Passage provided -
───
Your bubble, my bubble, their bubble.

I feel like this is a very common thing people like to talk about, even me. Other people’s ‘amazing’ lives in comparison to their own.

Before I came to London I remember looking at nannies in London and seeing their amazing life, full of travel, events, designer things. I’d dream up what my first job would be like, the family I’d work for, the children I’d care for and the amazing lifestyle I’d have. I have been very fortunate (second time lucky), the job I am in is more than I ever could have asked for. When Monday rolls around I am happy to go to work. I do travel every year, I go out a lot, I am able to attend some pretty cool events and have nice things, if I choose. I do know what it looks like and  it’s all very well saying these things when you have all of them. I am extremely humbled by the opportunities I have been given and I will never forget the journey I’ve been on to get me here. There is of course a huge resounding ‘but’ in all this. First of all, nannying is THE MOST unglamorous job ever! I feel like I look like the streets local bag lady a lot of the time and being tired consumes a lot of my thoughts, I day-dream about jumping into bed after a long day and what book I’ll read before a long night of sleep . . . And secondly I have worked really hard to get here. I’ve studied and worked my way here. I chose the path I wanted and went head first and worked my butt off until I got here. I do think a lot of people must think I have a great life and it’s all holidays and amazing city life. For the most part it is. I have a pretty awesome life and I’m so so grateful to be able to say that. But what people don’t see is the times I’ve cried because I’ve been so stressed. The times I’ve seen my therapist to try to make sense of it’ll. The times I’ve been so poor I’ve had to beg and borrow money just to get toothpaste and food.Or me at 6:30 every morning writing and studying before I go to work. I think people like to only see the amazing stuff that other people have because it shows them up for the things that perhaps they feel they should be doing or would really like to have. Maybe if they really saw what it took to get here, many would think differently.
───
What you will do -
A. In the passage on nannying in London, what does the writer do at 6:30 every morning?
B. Carry the passage on nannying in London forward from the point where it stops.
The records play no part in the tasks.

[Natural-language object grounding data]
───
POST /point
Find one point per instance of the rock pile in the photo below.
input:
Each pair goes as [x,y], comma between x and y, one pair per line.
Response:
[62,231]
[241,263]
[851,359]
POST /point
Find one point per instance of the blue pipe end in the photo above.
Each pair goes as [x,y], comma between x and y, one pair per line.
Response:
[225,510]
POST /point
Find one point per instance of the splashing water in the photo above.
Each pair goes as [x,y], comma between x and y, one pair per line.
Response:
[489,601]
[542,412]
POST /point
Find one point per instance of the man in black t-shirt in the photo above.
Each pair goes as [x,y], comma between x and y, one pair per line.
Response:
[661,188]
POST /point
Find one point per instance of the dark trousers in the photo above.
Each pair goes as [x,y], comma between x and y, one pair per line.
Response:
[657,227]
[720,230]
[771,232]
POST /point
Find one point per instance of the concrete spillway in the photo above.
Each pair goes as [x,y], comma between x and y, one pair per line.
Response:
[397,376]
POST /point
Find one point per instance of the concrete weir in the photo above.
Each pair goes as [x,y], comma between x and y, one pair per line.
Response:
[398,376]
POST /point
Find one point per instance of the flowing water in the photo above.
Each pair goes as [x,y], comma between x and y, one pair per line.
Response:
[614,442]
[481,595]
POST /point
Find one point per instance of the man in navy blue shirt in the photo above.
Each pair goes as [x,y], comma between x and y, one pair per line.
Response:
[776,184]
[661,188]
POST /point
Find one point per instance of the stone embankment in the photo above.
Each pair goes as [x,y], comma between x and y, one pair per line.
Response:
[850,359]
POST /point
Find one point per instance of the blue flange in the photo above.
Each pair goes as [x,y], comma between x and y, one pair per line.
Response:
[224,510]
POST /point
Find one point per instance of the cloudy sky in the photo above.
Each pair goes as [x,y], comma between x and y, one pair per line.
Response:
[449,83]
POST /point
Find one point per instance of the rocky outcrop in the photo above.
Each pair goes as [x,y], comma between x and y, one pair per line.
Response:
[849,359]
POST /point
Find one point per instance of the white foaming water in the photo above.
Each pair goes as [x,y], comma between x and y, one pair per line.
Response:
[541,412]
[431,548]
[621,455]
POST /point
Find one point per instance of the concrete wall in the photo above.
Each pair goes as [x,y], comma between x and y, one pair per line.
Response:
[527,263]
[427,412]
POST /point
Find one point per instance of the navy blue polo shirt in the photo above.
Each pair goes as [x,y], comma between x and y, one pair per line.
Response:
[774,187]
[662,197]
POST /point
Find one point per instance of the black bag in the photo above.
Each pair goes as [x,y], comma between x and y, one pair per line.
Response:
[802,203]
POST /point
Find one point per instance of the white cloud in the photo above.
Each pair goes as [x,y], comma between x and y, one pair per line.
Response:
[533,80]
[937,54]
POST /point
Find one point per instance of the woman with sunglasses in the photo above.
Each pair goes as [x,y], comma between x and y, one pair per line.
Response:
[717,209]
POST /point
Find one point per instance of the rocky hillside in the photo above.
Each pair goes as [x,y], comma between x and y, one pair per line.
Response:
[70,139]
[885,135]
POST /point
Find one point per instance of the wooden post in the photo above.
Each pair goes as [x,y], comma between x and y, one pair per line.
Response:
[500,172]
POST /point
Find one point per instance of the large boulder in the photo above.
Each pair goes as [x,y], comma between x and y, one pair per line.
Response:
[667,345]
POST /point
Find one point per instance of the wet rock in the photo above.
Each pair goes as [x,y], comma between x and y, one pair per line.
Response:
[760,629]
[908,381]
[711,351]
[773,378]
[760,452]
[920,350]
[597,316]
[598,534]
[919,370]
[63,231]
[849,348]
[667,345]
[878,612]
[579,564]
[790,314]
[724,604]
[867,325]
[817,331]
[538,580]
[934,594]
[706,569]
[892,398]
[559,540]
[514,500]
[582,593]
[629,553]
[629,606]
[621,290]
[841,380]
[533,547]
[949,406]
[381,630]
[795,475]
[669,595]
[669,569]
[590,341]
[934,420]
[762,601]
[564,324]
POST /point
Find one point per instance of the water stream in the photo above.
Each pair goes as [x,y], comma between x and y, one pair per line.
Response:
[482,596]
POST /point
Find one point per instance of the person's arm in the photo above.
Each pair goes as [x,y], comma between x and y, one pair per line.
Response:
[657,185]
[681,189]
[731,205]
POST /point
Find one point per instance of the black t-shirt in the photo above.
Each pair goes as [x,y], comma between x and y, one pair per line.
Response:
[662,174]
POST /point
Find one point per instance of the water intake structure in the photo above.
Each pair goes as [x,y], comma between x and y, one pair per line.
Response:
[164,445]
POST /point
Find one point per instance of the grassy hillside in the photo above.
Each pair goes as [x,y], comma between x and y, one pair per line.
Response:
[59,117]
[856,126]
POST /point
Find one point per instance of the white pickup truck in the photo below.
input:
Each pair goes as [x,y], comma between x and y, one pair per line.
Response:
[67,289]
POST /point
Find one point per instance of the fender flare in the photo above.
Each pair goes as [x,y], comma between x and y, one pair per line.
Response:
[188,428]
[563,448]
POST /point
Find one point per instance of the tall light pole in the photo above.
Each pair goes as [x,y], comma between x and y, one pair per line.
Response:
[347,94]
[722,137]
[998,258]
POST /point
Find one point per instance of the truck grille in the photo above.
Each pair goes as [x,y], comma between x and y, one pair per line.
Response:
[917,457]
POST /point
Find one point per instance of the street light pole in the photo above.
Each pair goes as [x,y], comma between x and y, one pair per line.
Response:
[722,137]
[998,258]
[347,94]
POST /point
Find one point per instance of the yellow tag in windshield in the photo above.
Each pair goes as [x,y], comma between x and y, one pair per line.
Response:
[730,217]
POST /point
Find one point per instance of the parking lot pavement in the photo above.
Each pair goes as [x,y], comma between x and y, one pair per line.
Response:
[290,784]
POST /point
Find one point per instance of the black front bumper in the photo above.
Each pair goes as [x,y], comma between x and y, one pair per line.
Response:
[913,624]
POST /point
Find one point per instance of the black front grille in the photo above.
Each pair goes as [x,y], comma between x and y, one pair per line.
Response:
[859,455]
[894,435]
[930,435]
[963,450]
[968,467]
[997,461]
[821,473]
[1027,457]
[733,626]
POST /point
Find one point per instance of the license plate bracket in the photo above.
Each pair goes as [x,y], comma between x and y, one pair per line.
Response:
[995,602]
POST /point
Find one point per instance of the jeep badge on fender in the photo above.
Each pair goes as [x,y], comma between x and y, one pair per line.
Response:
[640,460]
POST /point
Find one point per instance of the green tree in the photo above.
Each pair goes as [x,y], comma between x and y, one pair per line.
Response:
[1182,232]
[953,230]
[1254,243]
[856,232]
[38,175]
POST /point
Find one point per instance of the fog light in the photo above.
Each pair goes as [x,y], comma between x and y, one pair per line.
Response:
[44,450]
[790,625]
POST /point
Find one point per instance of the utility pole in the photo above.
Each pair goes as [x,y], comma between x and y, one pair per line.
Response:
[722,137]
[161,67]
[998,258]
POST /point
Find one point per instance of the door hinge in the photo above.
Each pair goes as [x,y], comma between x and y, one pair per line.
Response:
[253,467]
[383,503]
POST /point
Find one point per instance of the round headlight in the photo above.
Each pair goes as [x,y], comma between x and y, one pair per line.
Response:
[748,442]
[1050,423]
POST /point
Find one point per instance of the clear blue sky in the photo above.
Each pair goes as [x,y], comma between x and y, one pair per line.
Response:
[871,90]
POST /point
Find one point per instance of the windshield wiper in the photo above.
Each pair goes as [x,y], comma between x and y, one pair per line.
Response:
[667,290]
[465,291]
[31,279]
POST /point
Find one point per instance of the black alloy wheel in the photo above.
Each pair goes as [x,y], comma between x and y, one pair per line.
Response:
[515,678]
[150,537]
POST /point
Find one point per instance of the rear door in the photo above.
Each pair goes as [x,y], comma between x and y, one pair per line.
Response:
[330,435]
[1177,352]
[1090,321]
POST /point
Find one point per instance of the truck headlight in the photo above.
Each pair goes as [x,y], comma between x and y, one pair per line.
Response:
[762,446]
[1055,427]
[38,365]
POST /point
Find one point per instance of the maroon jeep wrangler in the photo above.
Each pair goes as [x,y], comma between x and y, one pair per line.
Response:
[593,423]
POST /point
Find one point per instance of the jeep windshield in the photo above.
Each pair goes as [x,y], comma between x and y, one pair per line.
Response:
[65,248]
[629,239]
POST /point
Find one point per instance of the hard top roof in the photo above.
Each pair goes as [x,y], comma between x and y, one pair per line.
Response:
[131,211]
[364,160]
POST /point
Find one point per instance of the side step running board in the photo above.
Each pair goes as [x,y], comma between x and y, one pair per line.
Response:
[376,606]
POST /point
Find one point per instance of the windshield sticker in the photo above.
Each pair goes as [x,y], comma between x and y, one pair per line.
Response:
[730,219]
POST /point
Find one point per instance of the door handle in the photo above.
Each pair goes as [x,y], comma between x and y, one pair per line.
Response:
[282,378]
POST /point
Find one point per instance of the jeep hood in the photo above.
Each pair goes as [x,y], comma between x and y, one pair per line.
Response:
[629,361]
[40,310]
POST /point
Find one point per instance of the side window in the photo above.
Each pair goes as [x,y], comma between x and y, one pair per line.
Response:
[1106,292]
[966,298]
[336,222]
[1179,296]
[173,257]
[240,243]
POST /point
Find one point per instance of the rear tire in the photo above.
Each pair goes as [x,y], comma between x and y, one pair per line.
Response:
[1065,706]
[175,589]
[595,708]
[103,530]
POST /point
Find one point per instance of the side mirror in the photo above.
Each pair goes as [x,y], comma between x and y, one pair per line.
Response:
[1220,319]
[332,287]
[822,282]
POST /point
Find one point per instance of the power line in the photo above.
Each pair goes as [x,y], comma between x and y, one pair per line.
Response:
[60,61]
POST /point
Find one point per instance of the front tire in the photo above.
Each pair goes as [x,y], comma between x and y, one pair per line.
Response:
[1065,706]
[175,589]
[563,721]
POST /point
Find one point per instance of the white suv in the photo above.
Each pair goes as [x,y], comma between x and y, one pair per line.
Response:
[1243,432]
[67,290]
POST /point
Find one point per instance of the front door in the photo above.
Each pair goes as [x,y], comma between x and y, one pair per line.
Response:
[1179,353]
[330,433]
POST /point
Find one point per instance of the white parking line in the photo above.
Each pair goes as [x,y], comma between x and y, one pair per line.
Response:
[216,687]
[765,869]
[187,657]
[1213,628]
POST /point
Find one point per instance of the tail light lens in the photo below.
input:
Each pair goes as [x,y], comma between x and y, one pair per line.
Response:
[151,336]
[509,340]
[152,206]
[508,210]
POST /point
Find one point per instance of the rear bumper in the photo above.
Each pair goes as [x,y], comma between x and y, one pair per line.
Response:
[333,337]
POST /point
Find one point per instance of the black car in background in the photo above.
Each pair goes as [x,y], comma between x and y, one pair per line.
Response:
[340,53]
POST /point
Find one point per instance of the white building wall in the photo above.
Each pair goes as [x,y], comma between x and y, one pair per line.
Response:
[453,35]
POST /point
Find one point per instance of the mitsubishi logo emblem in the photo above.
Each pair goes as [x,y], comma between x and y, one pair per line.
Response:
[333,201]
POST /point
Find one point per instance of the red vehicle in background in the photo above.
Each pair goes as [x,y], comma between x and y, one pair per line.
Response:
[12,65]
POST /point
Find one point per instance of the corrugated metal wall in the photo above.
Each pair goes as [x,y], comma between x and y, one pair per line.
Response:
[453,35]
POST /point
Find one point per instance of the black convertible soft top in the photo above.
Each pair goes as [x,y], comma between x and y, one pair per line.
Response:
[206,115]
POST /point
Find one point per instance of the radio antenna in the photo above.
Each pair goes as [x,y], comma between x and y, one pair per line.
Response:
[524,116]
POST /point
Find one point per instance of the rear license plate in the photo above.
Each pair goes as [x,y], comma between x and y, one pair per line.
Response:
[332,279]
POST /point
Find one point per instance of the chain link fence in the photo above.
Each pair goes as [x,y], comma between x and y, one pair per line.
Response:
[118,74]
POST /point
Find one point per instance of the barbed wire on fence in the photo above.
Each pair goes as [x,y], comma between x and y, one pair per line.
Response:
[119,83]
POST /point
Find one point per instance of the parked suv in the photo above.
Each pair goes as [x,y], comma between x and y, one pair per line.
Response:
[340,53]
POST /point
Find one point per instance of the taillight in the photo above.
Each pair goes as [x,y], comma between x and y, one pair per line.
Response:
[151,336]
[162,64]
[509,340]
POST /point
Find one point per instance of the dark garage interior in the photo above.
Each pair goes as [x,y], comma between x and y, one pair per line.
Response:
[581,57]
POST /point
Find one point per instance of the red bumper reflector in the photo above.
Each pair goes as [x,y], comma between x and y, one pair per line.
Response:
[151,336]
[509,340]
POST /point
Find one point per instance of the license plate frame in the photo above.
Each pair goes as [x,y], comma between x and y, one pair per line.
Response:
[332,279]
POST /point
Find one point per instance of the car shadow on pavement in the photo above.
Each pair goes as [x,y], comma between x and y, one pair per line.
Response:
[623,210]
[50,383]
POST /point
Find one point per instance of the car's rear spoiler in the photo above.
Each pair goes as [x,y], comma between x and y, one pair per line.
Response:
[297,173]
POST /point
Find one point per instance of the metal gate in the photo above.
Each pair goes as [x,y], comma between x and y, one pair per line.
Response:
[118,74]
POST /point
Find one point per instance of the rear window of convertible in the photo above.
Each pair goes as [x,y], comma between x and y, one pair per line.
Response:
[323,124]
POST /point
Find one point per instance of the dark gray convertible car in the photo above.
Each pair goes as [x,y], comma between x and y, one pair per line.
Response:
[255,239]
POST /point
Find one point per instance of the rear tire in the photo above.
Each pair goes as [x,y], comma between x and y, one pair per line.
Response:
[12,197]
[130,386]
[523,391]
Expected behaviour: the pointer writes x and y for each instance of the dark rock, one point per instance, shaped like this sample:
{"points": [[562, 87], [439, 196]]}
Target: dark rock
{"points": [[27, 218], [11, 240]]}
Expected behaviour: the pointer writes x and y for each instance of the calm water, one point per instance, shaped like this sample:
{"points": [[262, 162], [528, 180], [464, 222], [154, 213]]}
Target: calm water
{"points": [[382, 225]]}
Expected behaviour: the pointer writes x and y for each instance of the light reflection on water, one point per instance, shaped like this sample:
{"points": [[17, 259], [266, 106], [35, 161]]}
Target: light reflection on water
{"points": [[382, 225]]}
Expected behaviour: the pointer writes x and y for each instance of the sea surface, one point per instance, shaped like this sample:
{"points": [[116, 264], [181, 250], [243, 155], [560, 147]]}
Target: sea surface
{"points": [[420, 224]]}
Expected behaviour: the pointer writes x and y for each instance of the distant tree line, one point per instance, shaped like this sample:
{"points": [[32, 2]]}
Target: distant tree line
───
Results for the exercise -
A. The writer writes and studies before going to work.

B.
I know majority of you reading this however are not nannies and don’t think that about nannying life at all. But the point is, is that a lot of times people make a preconception of other people’s life from inside their own bubble, when really, it’s just different. They had a different childhood where they met different people and that led them to different opportunities, which led them to where they are now. So maybe next time you see somebody who ‘has it all’, take a look at the steps you are taking in your own life. Are they actually helping you towards being the best version of you possible?

I think the only advice I can offer is that you need to make a decision. YOU have to make that decision to commit to becoming the best version of yourself. YOU have to put in the hard work to create your vision and YOU have to be the one who pushes YOU to heights others turn away from.We all have struggles and setbacks and hardships. We also have things and opportunities that other people wish they had. But most importantly we all have the same 24 hours in the day to make things happen. So look at others and admire them instead of comparing yourself to them. And remember, the choice really is all yours. You can make aaaaall the excuses in the world. But when you turn around to look at someone to point a finger at, that’s on YOU.

 

 

If you only think about where you could be, you’ll never get there.